▶ Work instructions:
Each line from the opening of the records that follow to the line with "The service MUST place a point on the reflection" needs to be written out exactly. Add nothing.

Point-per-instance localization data
==*==

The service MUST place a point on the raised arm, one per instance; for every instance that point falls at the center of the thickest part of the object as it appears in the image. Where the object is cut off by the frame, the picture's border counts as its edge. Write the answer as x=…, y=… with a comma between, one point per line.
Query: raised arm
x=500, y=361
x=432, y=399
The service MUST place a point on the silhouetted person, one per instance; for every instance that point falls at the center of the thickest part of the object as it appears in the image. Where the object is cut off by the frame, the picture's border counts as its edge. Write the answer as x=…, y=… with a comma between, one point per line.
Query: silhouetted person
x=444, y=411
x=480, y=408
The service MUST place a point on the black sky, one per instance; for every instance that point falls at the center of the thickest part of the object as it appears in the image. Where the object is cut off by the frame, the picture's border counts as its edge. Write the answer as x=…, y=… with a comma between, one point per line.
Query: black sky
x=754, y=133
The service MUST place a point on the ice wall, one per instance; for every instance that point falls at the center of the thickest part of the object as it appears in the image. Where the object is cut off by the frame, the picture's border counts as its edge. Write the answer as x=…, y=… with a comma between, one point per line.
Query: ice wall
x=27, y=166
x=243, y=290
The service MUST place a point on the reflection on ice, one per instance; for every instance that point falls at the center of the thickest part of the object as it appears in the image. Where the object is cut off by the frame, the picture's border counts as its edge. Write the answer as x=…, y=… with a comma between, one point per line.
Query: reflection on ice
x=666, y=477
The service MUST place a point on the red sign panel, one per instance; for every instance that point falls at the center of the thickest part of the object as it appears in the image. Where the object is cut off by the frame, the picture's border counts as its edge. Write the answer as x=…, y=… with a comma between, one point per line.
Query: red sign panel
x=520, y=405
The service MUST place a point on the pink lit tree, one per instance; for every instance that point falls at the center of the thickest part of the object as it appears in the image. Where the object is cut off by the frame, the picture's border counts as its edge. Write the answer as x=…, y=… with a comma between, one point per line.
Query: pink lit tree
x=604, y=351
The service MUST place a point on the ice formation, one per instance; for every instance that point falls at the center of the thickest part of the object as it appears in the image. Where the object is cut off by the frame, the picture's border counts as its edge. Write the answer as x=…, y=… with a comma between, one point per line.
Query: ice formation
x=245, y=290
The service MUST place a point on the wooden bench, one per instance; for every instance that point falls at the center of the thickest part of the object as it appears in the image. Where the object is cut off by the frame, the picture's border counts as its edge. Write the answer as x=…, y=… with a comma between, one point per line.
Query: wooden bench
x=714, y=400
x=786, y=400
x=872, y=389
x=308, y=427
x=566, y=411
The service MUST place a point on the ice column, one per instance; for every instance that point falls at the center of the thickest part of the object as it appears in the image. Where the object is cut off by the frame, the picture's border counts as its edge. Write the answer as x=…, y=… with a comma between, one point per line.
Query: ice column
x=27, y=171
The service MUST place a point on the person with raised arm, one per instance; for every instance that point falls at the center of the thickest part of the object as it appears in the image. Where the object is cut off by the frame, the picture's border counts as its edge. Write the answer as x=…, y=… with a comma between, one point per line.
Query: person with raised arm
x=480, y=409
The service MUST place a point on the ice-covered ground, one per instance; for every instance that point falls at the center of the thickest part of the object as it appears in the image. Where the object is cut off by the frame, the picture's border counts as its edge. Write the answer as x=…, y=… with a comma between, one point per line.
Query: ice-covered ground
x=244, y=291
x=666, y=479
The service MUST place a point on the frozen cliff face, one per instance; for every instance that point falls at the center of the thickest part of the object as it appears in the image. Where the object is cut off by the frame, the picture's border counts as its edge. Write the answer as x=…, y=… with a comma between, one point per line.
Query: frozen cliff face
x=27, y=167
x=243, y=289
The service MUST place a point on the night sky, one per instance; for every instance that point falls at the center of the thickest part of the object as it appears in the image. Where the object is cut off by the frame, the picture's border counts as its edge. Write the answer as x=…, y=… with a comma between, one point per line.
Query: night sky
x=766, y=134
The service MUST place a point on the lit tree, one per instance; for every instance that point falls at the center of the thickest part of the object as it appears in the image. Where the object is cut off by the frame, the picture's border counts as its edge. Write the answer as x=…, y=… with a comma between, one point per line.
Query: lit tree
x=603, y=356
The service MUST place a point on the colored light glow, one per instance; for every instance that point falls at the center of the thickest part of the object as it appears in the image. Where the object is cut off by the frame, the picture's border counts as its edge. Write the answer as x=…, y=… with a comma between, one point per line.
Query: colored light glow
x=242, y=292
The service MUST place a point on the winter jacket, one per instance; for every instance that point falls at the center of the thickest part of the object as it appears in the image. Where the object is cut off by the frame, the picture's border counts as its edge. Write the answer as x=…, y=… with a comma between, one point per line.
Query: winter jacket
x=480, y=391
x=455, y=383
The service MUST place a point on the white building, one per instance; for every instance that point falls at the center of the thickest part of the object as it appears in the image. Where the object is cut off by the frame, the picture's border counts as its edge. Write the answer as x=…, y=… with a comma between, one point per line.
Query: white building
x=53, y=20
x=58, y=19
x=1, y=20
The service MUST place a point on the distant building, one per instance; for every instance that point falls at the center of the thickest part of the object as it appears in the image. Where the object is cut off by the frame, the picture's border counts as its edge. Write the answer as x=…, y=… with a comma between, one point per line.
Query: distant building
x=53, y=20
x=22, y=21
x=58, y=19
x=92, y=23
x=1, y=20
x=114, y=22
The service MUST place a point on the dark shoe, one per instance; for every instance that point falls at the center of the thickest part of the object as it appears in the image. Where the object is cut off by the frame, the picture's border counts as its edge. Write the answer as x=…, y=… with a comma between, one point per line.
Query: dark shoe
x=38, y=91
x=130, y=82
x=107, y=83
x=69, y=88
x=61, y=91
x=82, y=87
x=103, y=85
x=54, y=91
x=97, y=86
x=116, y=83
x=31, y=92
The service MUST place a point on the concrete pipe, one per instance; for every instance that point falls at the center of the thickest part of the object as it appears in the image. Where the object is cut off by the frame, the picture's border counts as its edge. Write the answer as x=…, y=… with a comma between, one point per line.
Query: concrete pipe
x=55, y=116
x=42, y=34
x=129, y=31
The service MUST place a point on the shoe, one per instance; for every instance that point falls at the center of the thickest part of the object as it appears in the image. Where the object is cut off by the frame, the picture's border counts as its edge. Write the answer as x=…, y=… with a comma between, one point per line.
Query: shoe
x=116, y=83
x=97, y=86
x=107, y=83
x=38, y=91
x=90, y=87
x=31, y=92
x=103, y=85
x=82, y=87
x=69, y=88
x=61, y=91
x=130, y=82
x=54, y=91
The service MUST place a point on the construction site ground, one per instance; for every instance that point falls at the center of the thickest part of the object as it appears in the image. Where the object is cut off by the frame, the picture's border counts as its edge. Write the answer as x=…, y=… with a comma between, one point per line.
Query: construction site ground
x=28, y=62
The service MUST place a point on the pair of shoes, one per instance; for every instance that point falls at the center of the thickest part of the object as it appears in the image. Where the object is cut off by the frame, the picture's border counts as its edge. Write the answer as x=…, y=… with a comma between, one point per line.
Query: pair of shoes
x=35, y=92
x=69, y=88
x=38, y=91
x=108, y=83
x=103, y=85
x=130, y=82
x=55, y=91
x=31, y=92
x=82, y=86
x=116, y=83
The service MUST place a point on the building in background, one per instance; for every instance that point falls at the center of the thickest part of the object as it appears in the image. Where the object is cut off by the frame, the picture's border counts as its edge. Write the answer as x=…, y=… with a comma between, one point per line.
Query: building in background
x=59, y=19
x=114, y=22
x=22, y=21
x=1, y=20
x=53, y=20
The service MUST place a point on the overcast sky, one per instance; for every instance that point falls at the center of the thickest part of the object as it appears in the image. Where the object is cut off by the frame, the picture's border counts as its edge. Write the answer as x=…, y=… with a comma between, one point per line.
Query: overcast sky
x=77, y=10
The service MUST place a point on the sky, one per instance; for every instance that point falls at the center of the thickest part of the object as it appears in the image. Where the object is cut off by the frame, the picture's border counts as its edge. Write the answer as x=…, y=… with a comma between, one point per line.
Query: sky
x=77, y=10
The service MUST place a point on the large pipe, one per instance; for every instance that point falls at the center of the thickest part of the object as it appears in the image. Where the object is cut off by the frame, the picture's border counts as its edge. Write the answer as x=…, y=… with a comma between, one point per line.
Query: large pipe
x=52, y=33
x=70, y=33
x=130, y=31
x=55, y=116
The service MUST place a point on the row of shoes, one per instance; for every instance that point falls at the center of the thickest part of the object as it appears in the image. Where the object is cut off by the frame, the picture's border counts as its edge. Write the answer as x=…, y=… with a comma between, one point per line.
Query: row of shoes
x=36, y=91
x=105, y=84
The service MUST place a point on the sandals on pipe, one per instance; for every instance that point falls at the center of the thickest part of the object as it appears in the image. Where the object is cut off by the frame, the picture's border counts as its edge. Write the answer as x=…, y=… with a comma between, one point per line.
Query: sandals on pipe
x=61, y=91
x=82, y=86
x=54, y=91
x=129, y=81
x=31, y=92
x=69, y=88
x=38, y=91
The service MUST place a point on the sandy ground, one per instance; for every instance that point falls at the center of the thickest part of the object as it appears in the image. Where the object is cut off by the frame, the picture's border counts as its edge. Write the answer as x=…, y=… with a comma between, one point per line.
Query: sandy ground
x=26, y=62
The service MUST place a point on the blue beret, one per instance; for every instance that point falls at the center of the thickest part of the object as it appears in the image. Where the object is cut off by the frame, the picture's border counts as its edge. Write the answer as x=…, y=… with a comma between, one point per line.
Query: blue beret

==*==

▶ Result:
The service MUST place a point on the raised arm, one per instance; for every instance that point falls at the center of the thickest part of the object as it appears in the image. Where the object is cut off by the frame, the picture's border counts as its edge. Write the answer as x=…, y=… with a comma between, one point per line.
Query: raised arm
x=500, y=361
x=432, y=399
The service MUST place a point on the silhouetted person, one per instance; for every instance that point falls at the center of the thickest part of the object as it appears in the image. Where the object is cut off by the frame, the picture's border counts as its edge. Write the answer as x=…, y=… with a comma between, one point per line.
Query: silhouetted person
x=444, y=411
x=480, y=408
The service MUST place a point on the black sky, one per instance; for every instance that point falls at the center of the thickest part of the object as it appears in the image. Where the object is cut off by the frame, the picture's border counts as its edge. Write the answer as x=…, y=… with a comma between, one point per line.
Query: black sky
x=754, y=133
The service MUST place a point on the ice wall, one per instance; for every instance that point falls at the center of the thickest part of the object as it appears in the image. Where the object is cut off by the frame, the picture's border counts as its edge. Write the answer as x=…, y=… with a comma between, one point per line.
Query: ice wall
x=27, y=166
x=243, y=290
The service MUST place a point on the reflection on ice, one per instance; for every instance that point falls at the center of the thickest part of the object as it appears in the image. Where the object is cut off by the frame, the picture's border counts as its edge. Write the answer as x=…, y=… with a comma between, one point per line.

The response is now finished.